→ **ЗАДАНИЕ 1**: Скопируйте без изменений фрагмент текста об электоральном авторитаризме от «2.4 От электорального» до «возможным полноценную демократизацию.» включительно.
→ **ЗАДАНИЕ 2**: Подхватите текст об электоральном авторитаризме и продолжите его после последнего приведенного предложения.

2.4 От электорального авторитаризма к демократии?
Выше я отметил, что одна из возможных траекторий развития электорального авторитаризма – это длительное функционирование без персонализации режима. Такая траектория если и не была возможной, то предполагалась некоторыми участниками российского политического процесса на ранней фазе авторитарной трансформации. Выше был упомянут случай Казахстана, где такая возможность остается реальной после прихода к власти Касым-Жомарта Токаева, при котором режим остается авторитарным, но пока не имеет сильной персоналистской составляющей. Стоит остановиться на том, существует ли возможность постепенной эволюции подобных режимов в направлении, которое в итоге сделает возможным полноценную демократизацию.
В течение длительного времени не только многие аналитики, но и политические деятели связывали возможность такой трансформации с развитием гражданского общества. Гражданское общество, если отвлечься от философских интерпретаций этого термина, – это совокупность общественных организаций, которые политикой напрямую не занимаются (только косвенно, в форме лоббирования) и представляют собой добровольные объединения людей по интересам. Идея о полезности гражданского общества для демократизации – отнюдь не новая, однако она приобрела новое звучание после выхода в свет книги Роберта Патнэма [1993] «Чтобы демократия сработала». Основной вывод Патнэма, основанный на изучении эффективности административной реформы в Италии, состоял в том, что решающим фактором успешного демократического развития было как раз развитие гражданского общества, причем не только и не столько в современных условиях, сколько в глубокой исторической ретроспективе.

→ **ДАННЫЕ**:
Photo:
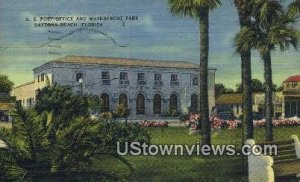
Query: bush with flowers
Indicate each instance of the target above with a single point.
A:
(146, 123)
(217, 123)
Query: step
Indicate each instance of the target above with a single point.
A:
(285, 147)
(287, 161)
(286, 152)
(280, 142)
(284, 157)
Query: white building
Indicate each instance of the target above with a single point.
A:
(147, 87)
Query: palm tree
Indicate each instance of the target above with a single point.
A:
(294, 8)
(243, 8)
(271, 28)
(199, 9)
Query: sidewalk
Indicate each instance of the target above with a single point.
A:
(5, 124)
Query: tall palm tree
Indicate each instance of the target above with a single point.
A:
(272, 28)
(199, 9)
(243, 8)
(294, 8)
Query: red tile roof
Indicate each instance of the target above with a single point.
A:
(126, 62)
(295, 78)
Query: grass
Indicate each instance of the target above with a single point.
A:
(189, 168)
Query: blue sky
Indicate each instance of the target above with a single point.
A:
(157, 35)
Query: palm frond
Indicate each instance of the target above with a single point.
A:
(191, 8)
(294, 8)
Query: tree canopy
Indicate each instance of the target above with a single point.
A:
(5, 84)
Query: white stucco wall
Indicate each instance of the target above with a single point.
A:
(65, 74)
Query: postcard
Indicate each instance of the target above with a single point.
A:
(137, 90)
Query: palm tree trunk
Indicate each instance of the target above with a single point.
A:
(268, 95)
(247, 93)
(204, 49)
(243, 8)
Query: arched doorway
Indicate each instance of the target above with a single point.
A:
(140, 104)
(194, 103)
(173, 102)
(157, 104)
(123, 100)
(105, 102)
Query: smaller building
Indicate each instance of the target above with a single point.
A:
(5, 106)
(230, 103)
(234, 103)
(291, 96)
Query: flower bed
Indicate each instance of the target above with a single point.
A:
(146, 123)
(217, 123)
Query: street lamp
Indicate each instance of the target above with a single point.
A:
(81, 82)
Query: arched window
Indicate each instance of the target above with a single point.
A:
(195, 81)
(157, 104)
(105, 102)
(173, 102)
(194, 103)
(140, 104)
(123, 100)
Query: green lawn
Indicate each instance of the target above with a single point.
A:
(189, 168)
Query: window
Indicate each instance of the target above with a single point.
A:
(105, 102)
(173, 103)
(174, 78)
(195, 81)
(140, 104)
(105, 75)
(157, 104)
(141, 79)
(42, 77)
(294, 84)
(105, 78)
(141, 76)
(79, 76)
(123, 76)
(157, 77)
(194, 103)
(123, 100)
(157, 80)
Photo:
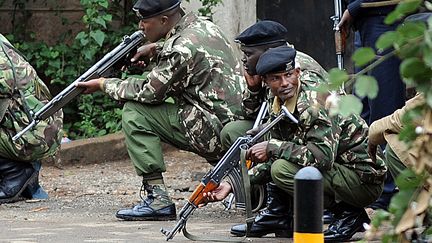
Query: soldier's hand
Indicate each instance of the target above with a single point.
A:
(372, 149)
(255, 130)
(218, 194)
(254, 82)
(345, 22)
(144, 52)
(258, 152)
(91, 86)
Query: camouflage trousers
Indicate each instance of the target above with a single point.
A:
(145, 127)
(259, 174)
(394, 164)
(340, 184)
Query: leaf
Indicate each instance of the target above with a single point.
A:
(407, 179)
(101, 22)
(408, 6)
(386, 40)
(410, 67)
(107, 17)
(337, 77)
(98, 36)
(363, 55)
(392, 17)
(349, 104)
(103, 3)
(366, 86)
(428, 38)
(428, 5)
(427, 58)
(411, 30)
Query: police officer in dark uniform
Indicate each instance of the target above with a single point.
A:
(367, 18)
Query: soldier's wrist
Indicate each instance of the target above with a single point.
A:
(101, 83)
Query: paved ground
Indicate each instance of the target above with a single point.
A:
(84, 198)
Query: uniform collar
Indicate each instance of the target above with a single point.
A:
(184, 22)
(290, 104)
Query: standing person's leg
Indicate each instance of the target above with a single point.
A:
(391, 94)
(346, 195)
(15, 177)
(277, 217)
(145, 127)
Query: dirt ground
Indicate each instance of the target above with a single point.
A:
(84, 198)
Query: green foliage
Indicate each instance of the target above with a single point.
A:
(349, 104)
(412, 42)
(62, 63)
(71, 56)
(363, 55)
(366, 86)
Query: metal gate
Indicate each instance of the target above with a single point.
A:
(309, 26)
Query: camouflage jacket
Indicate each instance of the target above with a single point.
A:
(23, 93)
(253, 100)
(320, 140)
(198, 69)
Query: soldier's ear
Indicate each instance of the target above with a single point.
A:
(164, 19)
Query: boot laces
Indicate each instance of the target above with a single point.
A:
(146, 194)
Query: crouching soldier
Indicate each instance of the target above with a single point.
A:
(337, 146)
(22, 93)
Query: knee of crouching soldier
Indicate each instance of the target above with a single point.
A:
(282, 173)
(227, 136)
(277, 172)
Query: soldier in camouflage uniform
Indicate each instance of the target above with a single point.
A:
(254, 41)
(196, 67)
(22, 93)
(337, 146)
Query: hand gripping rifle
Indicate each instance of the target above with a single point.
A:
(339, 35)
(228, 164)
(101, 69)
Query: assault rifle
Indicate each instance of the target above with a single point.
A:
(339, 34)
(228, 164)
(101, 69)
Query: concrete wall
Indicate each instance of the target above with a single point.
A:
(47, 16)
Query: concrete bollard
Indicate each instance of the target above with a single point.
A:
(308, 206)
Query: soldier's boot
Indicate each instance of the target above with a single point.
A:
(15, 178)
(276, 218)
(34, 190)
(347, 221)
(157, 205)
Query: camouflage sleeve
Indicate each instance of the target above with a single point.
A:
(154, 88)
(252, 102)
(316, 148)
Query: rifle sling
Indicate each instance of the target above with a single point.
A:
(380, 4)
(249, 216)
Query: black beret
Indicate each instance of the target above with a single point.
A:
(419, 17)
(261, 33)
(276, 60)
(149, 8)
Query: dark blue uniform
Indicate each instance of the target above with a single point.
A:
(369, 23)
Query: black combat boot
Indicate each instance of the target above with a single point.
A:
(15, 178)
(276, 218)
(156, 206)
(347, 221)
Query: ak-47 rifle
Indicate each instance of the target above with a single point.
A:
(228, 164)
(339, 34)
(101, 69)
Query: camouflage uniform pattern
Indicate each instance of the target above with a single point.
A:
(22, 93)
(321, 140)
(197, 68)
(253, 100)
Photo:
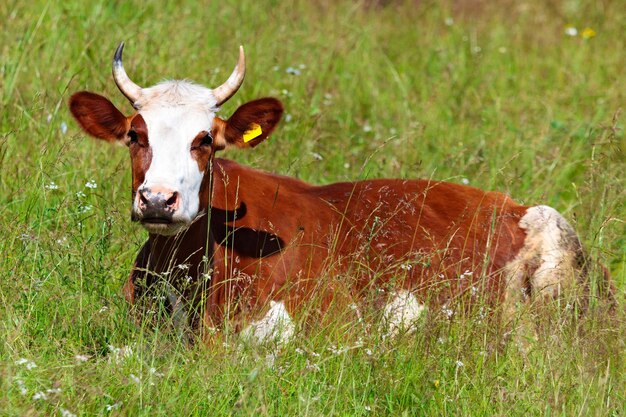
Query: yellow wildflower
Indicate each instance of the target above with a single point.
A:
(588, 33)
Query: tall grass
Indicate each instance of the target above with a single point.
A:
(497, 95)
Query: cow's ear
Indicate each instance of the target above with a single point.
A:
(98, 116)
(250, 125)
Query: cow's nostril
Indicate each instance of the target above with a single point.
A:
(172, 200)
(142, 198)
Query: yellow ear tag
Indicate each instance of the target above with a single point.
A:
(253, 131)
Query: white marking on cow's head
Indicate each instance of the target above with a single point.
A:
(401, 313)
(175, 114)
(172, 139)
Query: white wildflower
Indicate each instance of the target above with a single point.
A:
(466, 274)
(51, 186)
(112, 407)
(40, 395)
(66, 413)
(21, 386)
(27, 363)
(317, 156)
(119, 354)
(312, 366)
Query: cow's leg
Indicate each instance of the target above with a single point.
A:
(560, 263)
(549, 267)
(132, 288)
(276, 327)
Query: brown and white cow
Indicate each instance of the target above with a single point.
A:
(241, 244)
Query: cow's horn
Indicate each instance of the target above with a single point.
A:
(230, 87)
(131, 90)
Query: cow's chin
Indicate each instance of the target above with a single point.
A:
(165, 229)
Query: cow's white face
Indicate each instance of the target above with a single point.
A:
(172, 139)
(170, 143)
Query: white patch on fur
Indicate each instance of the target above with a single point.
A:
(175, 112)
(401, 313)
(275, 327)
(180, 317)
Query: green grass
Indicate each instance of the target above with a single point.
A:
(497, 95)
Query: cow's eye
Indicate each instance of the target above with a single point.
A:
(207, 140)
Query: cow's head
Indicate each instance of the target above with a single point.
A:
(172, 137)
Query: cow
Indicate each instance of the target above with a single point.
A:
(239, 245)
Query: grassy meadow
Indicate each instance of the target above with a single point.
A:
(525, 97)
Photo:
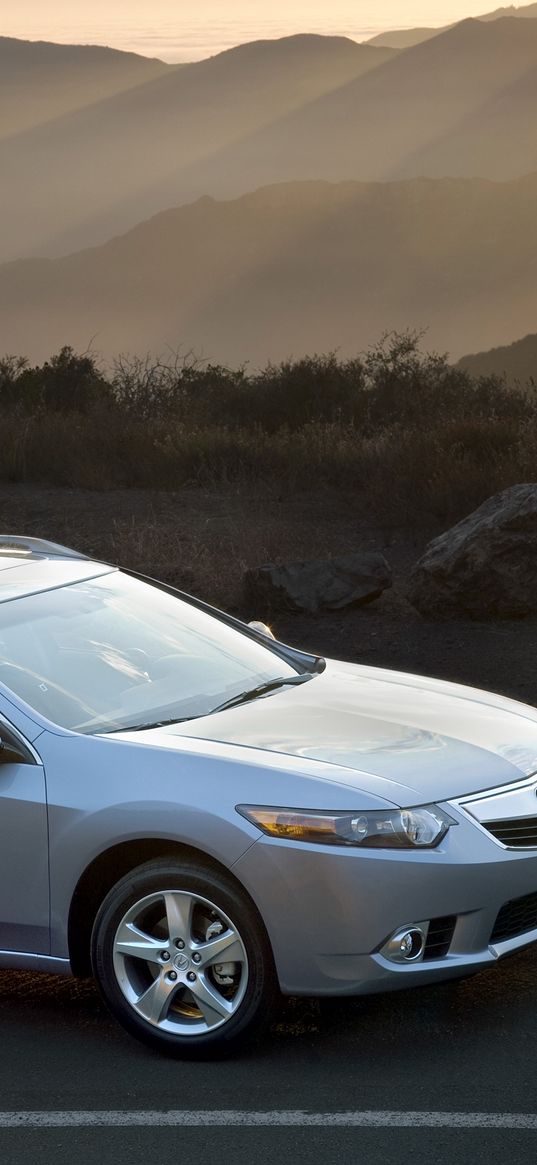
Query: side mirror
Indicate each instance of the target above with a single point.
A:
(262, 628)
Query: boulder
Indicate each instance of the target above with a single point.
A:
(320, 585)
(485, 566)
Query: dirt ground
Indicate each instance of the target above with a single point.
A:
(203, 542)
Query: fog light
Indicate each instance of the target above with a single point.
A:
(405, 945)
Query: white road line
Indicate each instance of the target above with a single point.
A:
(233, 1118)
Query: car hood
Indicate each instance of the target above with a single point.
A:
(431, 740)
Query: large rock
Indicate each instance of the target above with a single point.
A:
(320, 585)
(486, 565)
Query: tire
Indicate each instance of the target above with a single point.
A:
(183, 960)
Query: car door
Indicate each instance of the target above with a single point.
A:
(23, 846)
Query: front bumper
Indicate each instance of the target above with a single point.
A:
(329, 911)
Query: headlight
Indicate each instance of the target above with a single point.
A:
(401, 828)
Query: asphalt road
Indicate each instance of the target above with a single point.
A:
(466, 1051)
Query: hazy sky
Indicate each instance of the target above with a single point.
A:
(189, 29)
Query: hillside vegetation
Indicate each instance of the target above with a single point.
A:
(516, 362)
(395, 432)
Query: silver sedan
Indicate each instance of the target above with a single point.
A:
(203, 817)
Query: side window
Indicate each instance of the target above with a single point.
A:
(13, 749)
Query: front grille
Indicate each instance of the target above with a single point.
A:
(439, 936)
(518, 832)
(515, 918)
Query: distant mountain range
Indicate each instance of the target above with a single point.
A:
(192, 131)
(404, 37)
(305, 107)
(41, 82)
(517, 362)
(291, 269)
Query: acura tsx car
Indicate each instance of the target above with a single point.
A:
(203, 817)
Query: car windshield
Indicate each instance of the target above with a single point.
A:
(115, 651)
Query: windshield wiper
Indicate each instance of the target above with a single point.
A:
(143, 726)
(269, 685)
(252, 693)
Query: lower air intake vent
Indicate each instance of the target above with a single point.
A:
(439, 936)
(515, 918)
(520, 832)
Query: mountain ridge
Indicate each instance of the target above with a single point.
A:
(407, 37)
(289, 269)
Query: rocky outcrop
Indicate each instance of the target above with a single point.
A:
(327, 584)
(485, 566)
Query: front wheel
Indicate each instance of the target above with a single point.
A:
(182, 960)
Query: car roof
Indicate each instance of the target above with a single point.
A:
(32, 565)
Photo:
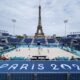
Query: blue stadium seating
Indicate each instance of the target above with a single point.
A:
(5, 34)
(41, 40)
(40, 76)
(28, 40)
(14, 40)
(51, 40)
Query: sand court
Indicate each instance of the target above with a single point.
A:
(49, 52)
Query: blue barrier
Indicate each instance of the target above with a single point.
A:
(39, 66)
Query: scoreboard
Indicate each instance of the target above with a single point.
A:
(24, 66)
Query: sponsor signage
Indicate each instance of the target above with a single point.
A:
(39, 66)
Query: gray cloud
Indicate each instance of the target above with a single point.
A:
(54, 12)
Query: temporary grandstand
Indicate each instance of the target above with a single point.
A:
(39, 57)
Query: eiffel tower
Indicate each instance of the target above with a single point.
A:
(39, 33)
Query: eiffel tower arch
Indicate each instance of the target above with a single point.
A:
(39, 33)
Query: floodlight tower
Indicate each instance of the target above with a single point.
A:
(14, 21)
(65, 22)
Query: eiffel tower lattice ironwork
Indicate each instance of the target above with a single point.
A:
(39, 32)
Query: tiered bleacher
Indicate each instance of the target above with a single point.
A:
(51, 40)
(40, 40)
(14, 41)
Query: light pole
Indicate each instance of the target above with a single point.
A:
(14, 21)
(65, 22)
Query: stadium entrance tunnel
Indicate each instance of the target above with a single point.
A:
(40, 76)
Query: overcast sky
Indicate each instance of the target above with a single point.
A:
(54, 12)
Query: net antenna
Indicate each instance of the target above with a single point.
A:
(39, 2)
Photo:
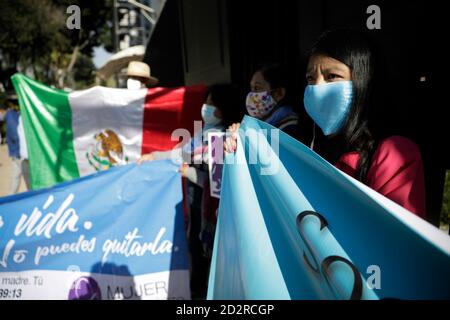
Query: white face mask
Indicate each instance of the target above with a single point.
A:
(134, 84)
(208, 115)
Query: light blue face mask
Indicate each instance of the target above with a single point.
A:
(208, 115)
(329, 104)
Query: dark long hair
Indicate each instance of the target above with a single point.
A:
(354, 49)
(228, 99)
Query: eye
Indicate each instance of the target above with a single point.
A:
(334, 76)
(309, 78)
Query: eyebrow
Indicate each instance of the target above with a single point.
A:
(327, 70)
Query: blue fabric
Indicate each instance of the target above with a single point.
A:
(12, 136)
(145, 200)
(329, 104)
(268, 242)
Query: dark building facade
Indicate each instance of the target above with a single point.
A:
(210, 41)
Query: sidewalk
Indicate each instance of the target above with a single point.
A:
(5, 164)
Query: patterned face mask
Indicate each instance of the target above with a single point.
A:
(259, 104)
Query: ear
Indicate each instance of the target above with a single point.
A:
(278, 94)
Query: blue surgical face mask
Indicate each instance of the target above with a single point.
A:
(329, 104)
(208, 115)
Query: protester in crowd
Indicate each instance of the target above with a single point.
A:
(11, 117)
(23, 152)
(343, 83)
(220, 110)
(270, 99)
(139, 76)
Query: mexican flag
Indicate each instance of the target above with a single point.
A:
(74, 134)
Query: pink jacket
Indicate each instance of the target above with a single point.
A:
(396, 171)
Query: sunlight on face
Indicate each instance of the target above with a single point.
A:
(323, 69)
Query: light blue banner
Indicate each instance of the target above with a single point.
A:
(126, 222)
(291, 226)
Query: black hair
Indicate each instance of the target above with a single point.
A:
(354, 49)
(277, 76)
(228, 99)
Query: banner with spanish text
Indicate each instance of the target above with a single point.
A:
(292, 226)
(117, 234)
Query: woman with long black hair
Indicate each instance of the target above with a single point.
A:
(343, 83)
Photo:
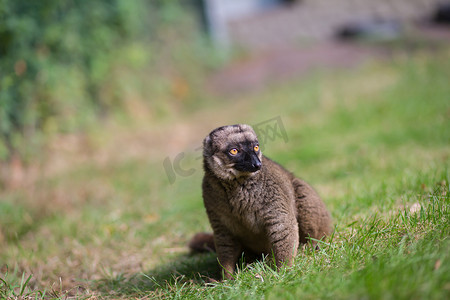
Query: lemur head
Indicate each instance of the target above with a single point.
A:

→ **ОТВЕТ 1**:
2.4 От электорального авторитаризма к демократии?
Выше я отметил, что одна из возможных траекторий развития электорального авторитаризма – это длительное функционирование без персонализации режима. Такая траектория если и не была возможной, то предполагалась некоторыми участниками российского политического процесса на ранней фазе авторитарной трансформации. Выше был упомянут случай Казахстана, где такая возможность остается реальной после прихода к власти Касым-Жомарта Токаева, при котором режим остается авторитарным, но пока не имеет сильной персоналистской составляющей. Стоит остановиться на том, существует ли возможность постепенной эволюции подобных режимов в направлении, которое в итоге сделает возможным полноценную демократизацию.

→ **ОТВЕТ 2**:
Особое внимание Патнэм уделял как раз неполитическим формам активности граждан, вплоть до таких безобидных, как участие в кружках любителей пения птиц. Взаимодействуя между собой в рамках подобных ассоциаций, люди приобретают «социальный капитал», то есть совокупность коммуникативных ресурсов и навыков, на которых строятся политические взаимодействия в условиях демократии. Патнэма интересовала эффективность уже существующих демократических режимов. Он отнюдь не стремился создать теорию демократизации, хотя именно его книга в течение какого-то времени рассматривалась как практическое пособие для международных организаций, занимавшихся помощью демократическому развитию. В дальнейшем выводы Патнэма подверглись довольно жесткой критике по методологическим причинам. Но сомневаться в том, что гражданское общество – это важный атрибут зрелого демократического общества, не приходится. Вопрос лишь в том, какую роль они могут сыграть в демократизации.
Общественные организации способны стать основой гражданского общества, вносящего вклад в демократическое развитие, лишь при условии, что они сохраняют автономию от государства и при этом сохраняют свой преимущественно неполитический характер. Если не выполняется первое условие, то общественные организации становятся придатком управленческого аппарата. Этот придаток полезен: некоторые организации оказывают государству экспертные услуги, другие берут на себя какие-то вторичные функции, с которыми особенно плохо справляются чиновники. К демократизации это не имеет никакого отношения. Подконтрольные государству (а зачастую – напрямую создаваемые им) общественные организации существуют во многих странах с авторитарными режимами. Другая – но не более полезная для дела демократизации – модель состоит в том, что общественные организации существуют преимущественно благодаря поддержке зарубежных спонсоров и постепенно теряют связь с населением страны. Обе эти модели мы наблюдали в России, хотя вторая уже ушла в прошлое.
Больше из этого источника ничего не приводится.